◆ PROBLEMA ◆
Responde estas preguntas sobre el texto acerca de Gregorio Cermeño Barceló:
1. ¿En qué parroquia fue bautizado?
2. ¿A qué edad quedó huérfano de padre y madre?
3. ¿En qué fecha entró Alfonso XII en Madrid?

◆ FRAGMENTO DEL TEXTO ◆
==================================================

Zaragozano de origen y madrileño de adopción

Corría la segunda semana de mayo de 1874 cuando Gregorio Cermeño Barceló nacía junto a la ribera del Ebro, exactamente el día 9 del mismo mes y año. Sus padres, Mariano y Matilde, saltaron de gozo al ver al bebé. Dejaron pasar dos días, y el 11 lo llevaron a bautizar a la parroquia de San Pablo de la capital aragonesa, ofreciéndoselo a la Virgen del Pilar. En la misma parroquia sería confirmado a la edad de siete años. Poco tiempo disfrutó Gregorio de los cuidados y cariños de sus padres, pues al cumplir los cinco años quedaba huérfano de padre y madre.

Históricamente, España vivía su Primera República (1873-1874) y estaba a punto de ser proclamada la Restauración monárquica (29 diciembre de 1874). Con la entrada en Madrid del nuevo Monarca Alfonso XII (14 de enero 1875), España recuperaba la monarquía. Nuevos horizontes de bonanza se abrían a la sociedad española y también a la Iglesia perseguida en décadas anteriores.

==================================================

◆ DATOS PARA REVISAR ◆
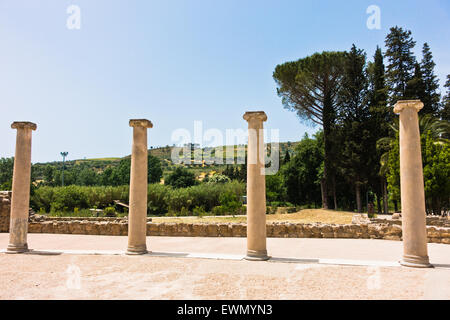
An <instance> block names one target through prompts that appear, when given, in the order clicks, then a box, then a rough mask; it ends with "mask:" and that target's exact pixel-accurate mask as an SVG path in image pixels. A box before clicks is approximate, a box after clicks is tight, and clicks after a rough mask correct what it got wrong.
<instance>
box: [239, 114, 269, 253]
mask: <svg viewBox="0 0 450 320" xmlns="http://www.w3.org/2000/svg"><path fill="white" fill-rule="evenodd" d="M244 119H245V120H247V121H248V147H247V157H248V158H247V256H246V259H247V260H255V261H261V260H268V259H269V256H267V249H266V177H265V174H264V170H265V169H264V137H263V131H262V129H263V122H264V121H266V120H267V116H266V114H265V113H264V112H263V111H256V112H246V113H245V114H244Z"/></svg>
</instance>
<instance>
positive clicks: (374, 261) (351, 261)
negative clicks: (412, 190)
mask: <svg viewBox="0 0 450 320" xmlns="http://www.w3.org/2000/svg"><path fill="white" fill-rule="evenodd" d="M0 253H5V254H6V253H7V251H6V250H0ZM22 254H24V255H62V254H65V255H125V254H126V253H125V251H123V250H30V251H29V252H25V253H22ZM141 256H150V257H171V258H191V259H213V260H235V261H239V260H244V258H245V255H233V254H222V253H189V252H148V253H146V254H144V255H141ZM267 262H269V263H297V264H322V265H339V266H365V267H400V266H401V265H400V263H399V262H394V261H374V260H349V259H316V258H290V257H270V259H269V260H268V261H267ZM436 267H438V268H450V265H439V264H438V265H436ZM297 269H301V266H299V267H297Z"/></svg>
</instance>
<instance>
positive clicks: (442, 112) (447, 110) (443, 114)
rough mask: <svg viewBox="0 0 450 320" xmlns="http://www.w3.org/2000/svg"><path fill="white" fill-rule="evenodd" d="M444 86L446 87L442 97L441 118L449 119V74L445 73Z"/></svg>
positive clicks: (445, 87)
mask: <svg viewBox="0 0 450 320" xmlns="http://www.w3.org/2000/svg"><path fill="white" fill-rule="evenodd" d="M444 87H445V88H447V94H446V95H445V96H444V97H443V99H442V110H441V119H442V120H447V121H450V74H448V75H447V81H446V82H445V85H444Z"/></svg>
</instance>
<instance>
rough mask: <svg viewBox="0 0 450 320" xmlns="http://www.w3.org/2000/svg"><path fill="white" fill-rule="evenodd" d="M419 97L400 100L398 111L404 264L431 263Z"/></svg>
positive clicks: (405, 264) (397, 107)
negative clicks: (428, 255)
mask: <svg viewBox="0 0 450 320" xmlns="http://www.w3.org/2000/svg"><path fill="white" fill-rule="evenodd" d="M422 107H423V104H422V103H421V102H420V101H418V100H409V101H399V102H398V103H397V104H396V106H395V109H394V112H397V113H399V114H400V122H399V130H400V131H399V132H400V190H401V203H402V230H403V260H402V261H401V264H402V265H405V266H410V267H430V266H431V265H430V263H429V259H428V250H427V229H426V211H425V192H424V182H423V169H422V152H421V146H420V131H419V121H418V114H417V112H418V111H419V110H420V109H422Z"/></svg>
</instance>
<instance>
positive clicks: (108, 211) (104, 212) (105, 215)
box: [103, 207, 116, 217]
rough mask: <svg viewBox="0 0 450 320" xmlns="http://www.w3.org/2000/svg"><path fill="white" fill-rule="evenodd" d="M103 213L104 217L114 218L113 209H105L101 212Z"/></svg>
mask: <svg viewBox="0 0 450 320" xmlns="http://www.w3.org/2000/svg"><path fill="white" fill-rule="evenodd" d="M103 213H104V214H105V216H106V217H115V216H116V209H115V208H114V207H107V208H105V209H104V210H103Z"/></svg>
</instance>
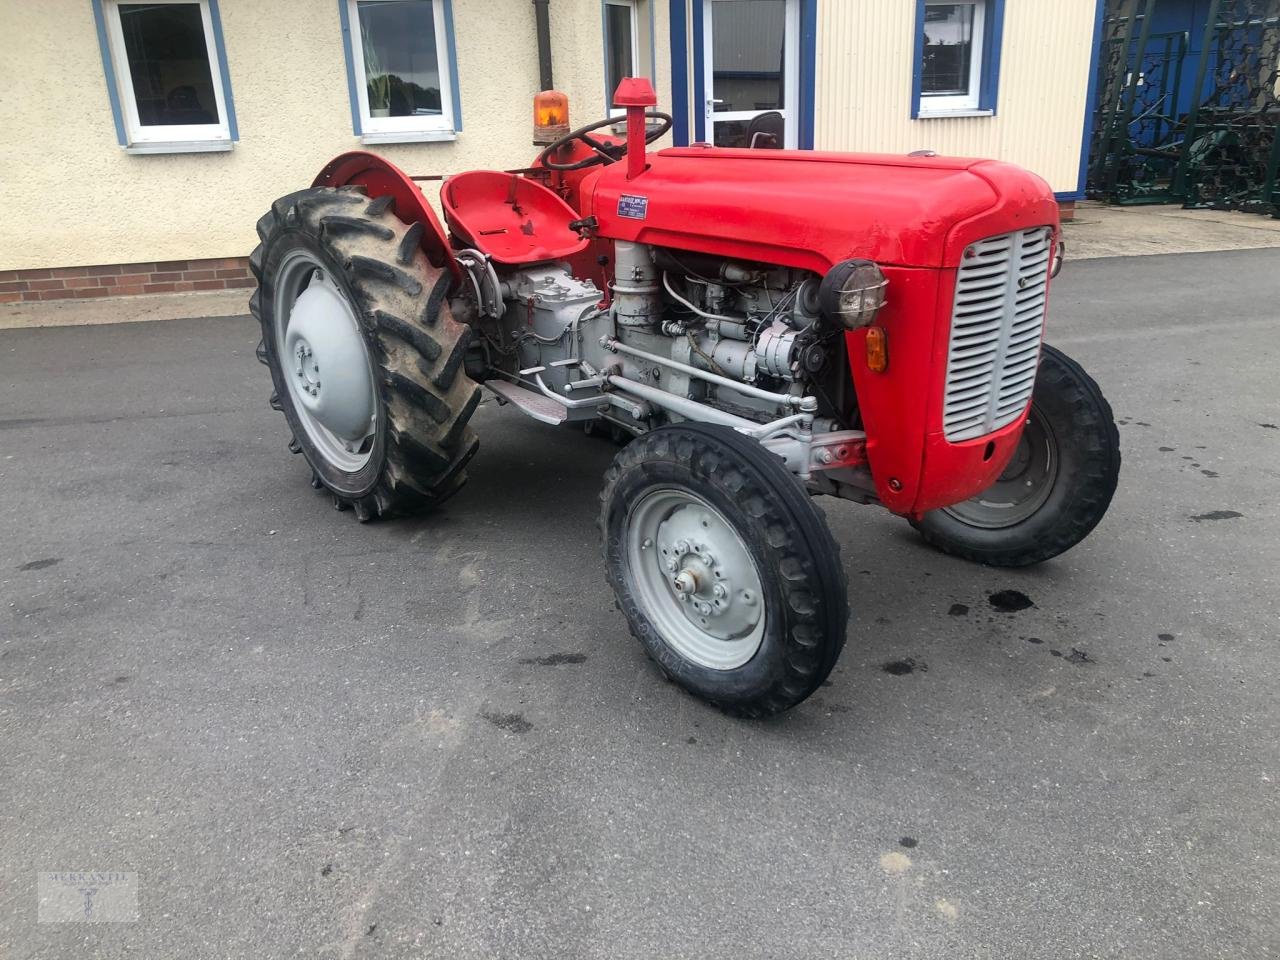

==================================================

◆ EJERCICIO RESUELTO ◆
1. En la parroquia de San Pablo de la capital aragonesa.
2. A los cinco años.
3. El 14 de enero de 1875.